LE TUE ISTRUZIONI: Inserisci tutte le righe del materiale in una tabella Markdown con le colonne "Numero" e "Riga", omettendo le righe vuote. Escludi le immagini dalla risposta.

**** VOCI ELENCATE

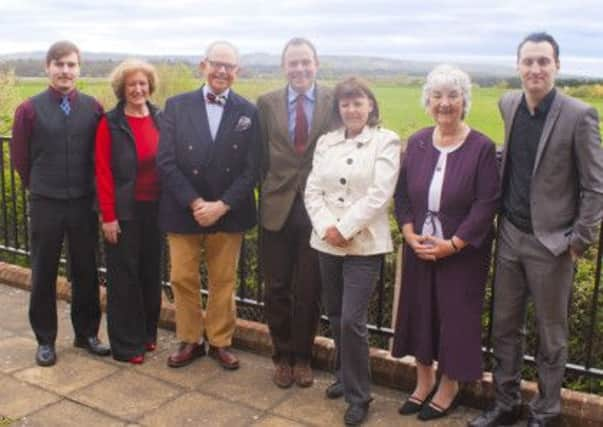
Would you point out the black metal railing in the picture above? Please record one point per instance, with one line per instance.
(588, 365)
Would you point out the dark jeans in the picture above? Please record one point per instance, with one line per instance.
(134, 283)
(292, 277)
(51, 220)
(348, 282)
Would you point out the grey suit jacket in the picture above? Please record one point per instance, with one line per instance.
(284, 172)
(566, 195)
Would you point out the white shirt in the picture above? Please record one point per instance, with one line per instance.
(432, 225)
(350, 186)
(214, 111)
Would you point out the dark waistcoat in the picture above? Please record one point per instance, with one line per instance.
(62, 147)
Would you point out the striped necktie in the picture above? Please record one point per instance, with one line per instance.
(65, 106)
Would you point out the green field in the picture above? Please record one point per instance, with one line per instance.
(400, 106)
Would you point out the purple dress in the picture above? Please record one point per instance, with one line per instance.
(439, 314)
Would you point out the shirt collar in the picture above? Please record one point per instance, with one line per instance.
(292, 94)
(206, 90)
(543, 107)
(58, 96)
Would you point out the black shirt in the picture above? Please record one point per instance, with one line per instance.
(523, 145)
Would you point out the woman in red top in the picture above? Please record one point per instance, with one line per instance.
(128, 192)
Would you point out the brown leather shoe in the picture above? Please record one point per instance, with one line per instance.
(185, 354)
(283, 375)
(224, 357)
(303, 375)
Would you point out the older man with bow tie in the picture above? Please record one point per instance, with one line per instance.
(208, 162)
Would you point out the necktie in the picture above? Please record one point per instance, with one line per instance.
(216, 99)
(300, 137)
(65, 106)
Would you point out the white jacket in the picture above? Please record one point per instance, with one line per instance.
(350, 186)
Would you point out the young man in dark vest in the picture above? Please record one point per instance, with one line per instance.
(52, 149)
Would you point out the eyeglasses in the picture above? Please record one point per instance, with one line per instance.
(218, 65)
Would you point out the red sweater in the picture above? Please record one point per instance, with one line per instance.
(146, 138)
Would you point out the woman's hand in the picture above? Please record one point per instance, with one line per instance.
(334, 238)
(435, 248)
(111, 231)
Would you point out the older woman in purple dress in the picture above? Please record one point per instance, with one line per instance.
(446, 199)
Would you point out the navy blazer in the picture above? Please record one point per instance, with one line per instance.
(191, 165)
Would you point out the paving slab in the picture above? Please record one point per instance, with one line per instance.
(18, 398)
(69, 414)
(197, 409)
(17, 353)
(73, 372)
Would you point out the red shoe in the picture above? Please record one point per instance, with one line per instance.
(136, 360)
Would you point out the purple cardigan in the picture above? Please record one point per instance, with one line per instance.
(470, 193)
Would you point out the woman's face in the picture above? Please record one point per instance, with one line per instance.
(354, 113)
(136, 88)
(446, 105)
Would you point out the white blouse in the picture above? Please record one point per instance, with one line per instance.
(432, 225)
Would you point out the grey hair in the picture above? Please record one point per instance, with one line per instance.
(217, 43)
(445, 75)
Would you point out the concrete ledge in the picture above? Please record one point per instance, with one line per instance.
(578, 409)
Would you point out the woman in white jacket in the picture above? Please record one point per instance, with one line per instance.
(354, 174)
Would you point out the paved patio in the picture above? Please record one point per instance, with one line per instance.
(82, 390)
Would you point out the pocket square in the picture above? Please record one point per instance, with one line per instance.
(243, 124)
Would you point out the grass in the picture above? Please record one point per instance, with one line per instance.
(400, 106)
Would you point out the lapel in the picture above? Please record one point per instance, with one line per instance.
(551, 119)
(198, 118)
(322, 108)
(509, 113)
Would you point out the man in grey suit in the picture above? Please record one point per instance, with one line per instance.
(291, 120)
(552, 203)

********

SOLUZIONE:
| Numero | Riga |
|---|---|
| 1 | Would you point out the black metal railing in the picture above? Please record one point per instance, with one line per instance. |
| 2 | (588, 365) |
| 3 | Would you point out the dark jeans in the picture above? Please record one point per instance, with one line per instance. |
| 4 | (134, 283) |
| 5 | (292, 277) |
| 6 | (51, 220) |
| 7 | (348, 282) |
| 8 | Would you point out the grey suit jacket in the picture above? Please record one point per instance, with one line per instance. |
| 9 | (284, 172) |
| 10 | (566, 195) |
| 11 | Would you point out the white shirt in the picture above? Please record one point per instance, with one line per instance. |
| 12 | (432, 225) |
| 13 | (350, 186) |
| 14 | (214, 111) |
| 15 | Would you point out the dark waistcoat in the picture above? Please record one point per instance, with one line per instance. |
| 16 | (62, 147) |
| 17 | Would you point out the striped necktie in the picture above? Please record one point per instance, with one line per instance. |
| 18 | (65, 106) |
| 19 | Would you point out the green field in the picture above? Please record one point per instance, with one line per instance. |
| 20 | (400, 106) |
| 21 | Would you point out the purple dress in the picture above? Please record one point per instance, with one line per instance. |
| 22 | (439, 314) |
| 23 | Would you point out the shirt collar in the picture above? Please record one point per instance, with one line per instance. |
| 24 | (292, 94) |
| 25 | (206, 90) |
| 26 | (543, 107) |
| 27 | (58, 96) |
| 28 | Would you point out the black shirt in the picture above? Please record one point per instance, with one line per instance. |
| 29 | (523, 145) |
| 30 | Would you point out the woman in red top in the picture above? Please record one point per instance, with one line per instance. |
| 31 | (128, 192) |
| 32 | Would you point out the brown leather shoe in the picture above? Please record one point per instance, with one line per instance. |
| 33 | (185, 354) |
| 34 | (283, 375) |
| 35 | (224, 357) |
| 36 | (303, 375) |
| 37 | Would you point out the older man with bow tie in the picture above? Please record one point per instance, with one line per instance. |
| 38 | (208, 162) |
| 39 | Would you point out the necktie in the picture above? Please record one point per instance, with one line per instance. |
| 40 | (216, 99) |
| 41 | (300, 137) |
| 42 | (65, 106) |
| 43 | Would you point out the white jacket in the picture above? Please record one point per instance, with one line per instance. |
| 44 | (350, 186) |
| 45 | Would you point out the young man in dark vest in the picture above? Please record one point per instance, with one line per instance. |
| 46 | (52, 149) |
| 47 | Would you point out the eyeglasses in the picture above? Please record one point per instance, with one line per instance. |
| 48 | (218, 65) |
| 49 | Would you point out the red sweater in the picture above? Please record one point per instance, with one line per instance. |
| 50 | (146, 138) |
| 51 | Would you point out the woman's hand in the picture above? Please record one point per instance, with one line per instance. |
| 52 | (334, 238) |
| 53 | (435, 248) |
| 54 | (111, 231) |
| 55 | Would you point out the older woman in purple dress in the picture above? Please record one point per instance, with one line per instance. |
| 56 | (446, 199) |
| 57 | Would you point out the navy blazer in the picture above? Please record one point per instance, with one line per instance. |
| 58 | (191, 165) |
| 59 | Would you point out the paving slab in the picture above? Please record one point per instance, with one line per instance. |
| 60 | (18, 398) |
| 61 | (69, 414) |
| 62 | (197, 409) |
| 63 | (17, 353) |
| 64 | (73, 372) |
| 65 | Would you point out the red shoe in the picture above? Please record one point per instance, with one line per instance. |
| 66 | (136, 360) |
| 67 | Would you point out the purple cardigan in the picture above? Please record one point per instance, with one line per instance. |
| 68 | (470, 193) |
| 69 | Would you point out the woman's face in the picture above? Please record one point per instance, with one line per instance. |
| 70 | (354, 113) |
| 71 | (136, 88) |
| 72 | (446, 105) |
| 73 | Would you point out the white blouse in the picture above? Please record one point per instance, with one line per instance. |
| 74 | (432, 225) |
| 75 | Would you point out the grey hair in the picture above? Please record one point per instance, with one line per instance. |
| 76 | (217, 43) |
| 77 | (445, 75) |
| 78 | Would you point out the concrete ledge in the picture above? Please record one point per instance, with one line per instance. |
| 79 | (578, 409) |
| 80 | Would you point out the woman in white jacket in the picture above? Please record one point per instance, with one line per instance. |
| 81 | (354, 174) |
| 82 | Would you point out the paved patio in the picture above? Please record one point per instance, with one line per instance. |
| 83 | (82, 390) |
| 84 | Would you point out the pocket square in the picture above? Please record one point per instance, with one line per instance. |
| 85 | (243, 124) |
| 86 | Would you point out the grass in the picture above? Please record one point per instance, with one line per instance. |
| 87 | (400, 106) |
| 88 | Would you point out the lapel in the picture above? Please record one point per instance, with one line per instance. |
| 89 | (551, 119) |
| 90 | (198, 118) |
| 91 | (322, 108) |
| 92 | (509, 113) |
| 93 | Would you point out the man in grey suit in the picture above? Please record one point per instance, with one line per instance. |
| 94 | (291, 120) |
| 95 | (552, 203) |